Transcribe everything in the records from the line containing "for white upholstered" down to the end of the records, including both ends.

**Provided material:**
---

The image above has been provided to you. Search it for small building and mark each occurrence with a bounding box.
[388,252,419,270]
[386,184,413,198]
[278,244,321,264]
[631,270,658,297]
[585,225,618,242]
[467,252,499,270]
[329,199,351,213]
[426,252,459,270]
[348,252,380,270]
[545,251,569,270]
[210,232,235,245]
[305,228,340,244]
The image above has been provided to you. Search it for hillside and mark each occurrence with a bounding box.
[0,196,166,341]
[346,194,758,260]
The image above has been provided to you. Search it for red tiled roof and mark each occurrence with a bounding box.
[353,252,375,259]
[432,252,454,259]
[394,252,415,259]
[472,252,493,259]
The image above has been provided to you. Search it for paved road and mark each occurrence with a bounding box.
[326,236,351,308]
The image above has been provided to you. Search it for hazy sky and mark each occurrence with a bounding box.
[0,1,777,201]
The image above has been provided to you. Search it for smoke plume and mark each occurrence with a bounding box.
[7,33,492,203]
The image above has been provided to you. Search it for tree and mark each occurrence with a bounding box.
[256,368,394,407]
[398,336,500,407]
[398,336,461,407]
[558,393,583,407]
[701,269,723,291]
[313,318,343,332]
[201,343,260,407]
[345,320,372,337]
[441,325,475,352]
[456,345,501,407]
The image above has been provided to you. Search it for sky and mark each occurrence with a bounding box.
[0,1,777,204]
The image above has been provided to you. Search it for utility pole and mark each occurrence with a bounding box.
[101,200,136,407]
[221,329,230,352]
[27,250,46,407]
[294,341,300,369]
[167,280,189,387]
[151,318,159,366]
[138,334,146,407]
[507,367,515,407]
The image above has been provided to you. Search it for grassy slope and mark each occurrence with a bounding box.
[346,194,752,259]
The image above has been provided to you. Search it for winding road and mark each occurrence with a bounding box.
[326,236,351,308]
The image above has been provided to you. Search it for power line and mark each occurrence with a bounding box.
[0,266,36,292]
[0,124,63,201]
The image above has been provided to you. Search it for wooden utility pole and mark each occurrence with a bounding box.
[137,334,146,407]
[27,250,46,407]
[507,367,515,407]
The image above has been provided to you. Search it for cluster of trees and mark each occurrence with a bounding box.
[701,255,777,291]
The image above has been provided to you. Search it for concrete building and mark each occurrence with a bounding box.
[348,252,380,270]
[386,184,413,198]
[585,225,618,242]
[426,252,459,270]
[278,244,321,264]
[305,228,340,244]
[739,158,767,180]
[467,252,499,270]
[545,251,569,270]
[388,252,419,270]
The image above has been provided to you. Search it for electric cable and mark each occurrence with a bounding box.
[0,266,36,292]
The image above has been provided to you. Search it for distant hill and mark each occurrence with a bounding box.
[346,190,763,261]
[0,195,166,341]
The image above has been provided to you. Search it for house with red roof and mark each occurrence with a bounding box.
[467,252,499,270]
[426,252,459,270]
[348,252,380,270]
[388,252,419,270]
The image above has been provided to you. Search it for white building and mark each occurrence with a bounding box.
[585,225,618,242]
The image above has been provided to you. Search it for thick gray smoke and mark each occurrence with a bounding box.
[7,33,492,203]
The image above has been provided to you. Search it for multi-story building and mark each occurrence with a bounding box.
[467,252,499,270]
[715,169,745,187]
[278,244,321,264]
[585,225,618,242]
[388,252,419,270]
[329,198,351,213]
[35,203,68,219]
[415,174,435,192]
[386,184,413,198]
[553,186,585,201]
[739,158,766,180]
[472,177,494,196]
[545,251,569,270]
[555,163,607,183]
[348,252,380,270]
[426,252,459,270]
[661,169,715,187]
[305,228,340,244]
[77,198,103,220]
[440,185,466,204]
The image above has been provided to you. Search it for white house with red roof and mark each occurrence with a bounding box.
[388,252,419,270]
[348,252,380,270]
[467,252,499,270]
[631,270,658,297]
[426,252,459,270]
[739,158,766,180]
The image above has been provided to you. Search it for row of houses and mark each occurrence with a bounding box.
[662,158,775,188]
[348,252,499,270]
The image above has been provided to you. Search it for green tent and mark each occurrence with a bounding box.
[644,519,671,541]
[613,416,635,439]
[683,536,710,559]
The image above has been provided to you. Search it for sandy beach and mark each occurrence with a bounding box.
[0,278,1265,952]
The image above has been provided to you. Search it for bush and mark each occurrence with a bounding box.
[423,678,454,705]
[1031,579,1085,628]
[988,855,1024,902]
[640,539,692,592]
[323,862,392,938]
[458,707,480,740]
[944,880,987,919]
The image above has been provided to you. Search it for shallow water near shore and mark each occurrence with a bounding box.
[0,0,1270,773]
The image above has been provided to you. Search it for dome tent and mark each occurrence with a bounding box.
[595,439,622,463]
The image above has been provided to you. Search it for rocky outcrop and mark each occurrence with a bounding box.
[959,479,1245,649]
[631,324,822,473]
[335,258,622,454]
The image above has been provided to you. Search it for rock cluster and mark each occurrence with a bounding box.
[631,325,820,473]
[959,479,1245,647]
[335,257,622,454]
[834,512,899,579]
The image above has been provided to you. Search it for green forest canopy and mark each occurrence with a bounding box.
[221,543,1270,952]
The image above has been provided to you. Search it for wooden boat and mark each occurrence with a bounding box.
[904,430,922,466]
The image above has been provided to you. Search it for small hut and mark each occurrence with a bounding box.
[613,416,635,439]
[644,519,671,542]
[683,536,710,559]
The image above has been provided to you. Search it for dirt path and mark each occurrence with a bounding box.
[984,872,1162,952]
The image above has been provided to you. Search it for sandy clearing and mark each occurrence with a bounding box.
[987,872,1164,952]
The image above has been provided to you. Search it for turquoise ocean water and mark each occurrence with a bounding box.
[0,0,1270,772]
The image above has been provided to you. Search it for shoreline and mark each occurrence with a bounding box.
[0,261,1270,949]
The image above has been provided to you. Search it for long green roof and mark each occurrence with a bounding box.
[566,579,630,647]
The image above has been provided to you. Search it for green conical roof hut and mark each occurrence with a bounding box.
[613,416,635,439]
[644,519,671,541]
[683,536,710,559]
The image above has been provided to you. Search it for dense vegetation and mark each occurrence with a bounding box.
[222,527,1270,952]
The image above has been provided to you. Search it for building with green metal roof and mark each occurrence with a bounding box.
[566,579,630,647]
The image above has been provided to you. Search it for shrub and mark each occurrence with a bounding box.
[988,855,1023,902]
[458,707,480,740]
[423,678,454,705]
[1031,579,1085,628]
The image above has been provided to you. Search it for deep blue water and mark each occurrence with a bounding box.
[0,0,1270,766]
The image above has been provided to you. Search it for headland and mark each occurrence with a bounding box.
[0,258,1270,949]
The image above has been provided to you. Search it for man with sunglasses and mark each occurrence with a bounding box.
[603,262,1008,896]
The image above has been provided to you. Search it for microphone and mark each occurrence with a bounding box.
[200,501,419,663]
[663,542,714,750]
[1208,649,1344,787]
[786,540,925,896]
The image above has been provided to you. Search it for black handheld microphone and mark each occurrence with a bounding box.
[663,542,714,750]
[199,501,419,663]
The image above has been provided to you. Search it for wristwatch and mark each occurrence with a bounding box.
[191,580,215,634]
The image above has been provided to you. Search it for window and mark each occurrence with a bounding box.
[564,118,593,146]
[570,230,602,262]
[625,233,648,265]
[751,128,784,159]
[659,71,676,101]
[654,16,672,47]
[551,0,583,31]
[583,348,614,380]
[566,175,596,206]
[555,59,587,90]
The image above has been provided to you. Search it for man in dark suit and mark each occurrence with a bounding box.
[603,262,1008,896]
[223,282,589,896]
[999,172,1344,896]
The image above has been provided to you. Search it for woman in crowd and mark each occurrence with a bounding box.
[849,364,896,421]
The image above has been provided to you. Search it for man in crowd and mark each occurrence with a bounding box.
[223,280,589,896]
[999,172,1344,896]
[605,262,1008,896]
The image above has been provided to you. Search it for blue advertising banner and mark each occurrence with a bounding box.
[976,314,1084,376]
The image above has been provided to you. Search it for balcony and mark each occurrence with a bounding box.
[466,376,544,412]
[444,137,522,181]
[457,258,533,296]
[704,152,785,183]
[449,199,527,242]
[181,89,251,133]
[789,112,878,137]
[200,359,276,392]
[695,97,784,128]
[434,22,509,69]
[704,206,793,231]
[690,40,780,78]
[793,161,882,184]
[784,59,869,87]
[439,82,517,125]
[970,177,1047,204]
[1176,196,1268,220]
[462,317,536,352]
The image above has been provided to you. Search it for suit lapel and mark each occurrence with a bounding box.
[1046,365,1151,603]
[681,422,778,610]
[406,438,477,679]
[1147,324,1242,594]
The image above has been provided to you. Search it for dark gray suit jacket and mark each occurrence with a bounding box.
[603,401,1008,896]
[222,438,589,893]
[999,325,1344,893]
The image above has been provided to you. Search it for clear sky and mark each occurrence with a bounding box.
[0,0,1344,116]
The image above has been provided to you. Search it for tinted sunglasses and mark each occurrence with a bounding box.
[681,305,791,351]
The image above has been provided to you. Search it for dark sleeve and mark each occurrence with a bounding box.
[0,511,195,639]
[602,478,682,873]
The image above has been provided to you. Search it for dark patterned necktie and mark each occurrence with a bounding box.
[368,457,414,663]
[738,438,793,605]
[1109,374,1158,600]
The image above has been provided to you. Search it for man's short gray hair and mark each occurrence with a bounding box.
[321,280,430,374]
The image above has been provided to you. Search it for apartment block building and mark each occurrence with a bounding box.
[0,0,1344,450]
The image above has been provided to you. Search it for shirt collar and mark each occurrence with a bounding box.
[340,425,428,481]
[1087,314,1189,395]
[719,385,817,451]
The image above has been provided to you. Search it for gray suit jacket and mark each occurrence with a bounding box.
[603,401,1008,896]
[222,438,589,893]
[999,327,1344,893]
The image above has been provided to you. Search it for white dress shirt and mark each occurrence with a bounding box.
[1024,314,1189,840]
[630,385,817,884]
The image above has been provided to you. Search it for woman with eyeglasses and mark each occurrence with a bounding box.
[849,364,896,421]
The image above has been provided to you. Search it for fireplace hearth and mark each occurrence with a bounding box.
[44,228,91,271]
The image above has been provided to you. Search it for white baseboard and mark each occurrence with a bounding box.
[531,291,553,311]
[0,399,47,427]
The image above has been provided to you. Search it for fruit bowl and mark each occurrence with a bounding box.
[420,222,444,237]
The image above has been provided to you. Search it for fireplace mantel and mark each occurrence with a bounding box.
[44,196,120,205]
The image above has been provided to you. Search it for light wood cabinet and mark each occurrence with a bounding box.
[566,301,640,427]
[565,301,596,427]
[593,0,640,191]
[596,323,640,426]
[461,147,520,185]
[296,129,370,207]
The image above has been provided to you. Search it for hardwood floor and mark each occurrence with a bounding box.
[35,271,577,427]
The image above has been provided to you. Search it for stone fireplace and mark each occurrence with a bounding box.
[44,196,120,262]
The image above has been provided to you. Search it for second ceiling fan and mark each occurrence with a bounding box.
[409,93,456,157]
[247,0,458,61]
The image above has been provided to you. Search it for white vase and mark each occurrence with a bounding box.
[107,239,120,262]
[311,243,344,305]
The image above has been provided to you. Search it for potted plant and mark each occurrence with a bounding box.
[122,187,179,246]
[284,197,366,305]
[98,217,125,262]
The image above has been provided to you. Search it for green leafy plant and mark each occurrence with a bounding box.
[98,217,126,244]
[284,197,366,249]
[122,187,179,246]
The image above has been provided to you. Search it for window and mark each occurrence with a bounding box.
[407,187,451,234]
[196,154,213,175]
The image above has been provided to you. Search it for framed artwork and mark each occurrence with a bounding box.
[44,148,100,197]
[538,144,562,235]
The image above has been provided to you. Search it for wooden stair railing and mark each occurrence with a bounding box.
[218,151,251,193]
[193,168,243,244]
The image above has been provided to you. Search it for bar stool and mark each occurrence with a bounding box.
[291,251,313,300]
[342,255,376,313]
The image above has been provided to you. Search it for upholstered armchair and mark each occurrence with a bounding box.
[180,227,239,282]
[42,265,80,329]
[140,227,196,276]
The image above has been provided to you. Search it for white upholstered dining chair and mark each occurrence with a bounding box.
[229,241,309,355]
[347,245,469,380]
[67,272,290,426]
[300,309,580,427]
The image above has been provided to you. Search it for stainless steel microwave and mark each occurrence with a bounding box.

---

**Solution to this task:**
The image above has been provided to you. Search it for white upholstered dining chair and mark each occurrence with a bounding box.
[229,241,309,355]
[347,245,469,380]
[67,272,290,426]
[300,309,580,427]
The image above has been provided to you. Search it for stainless steel microwave and mark each occurrence with a bounding box.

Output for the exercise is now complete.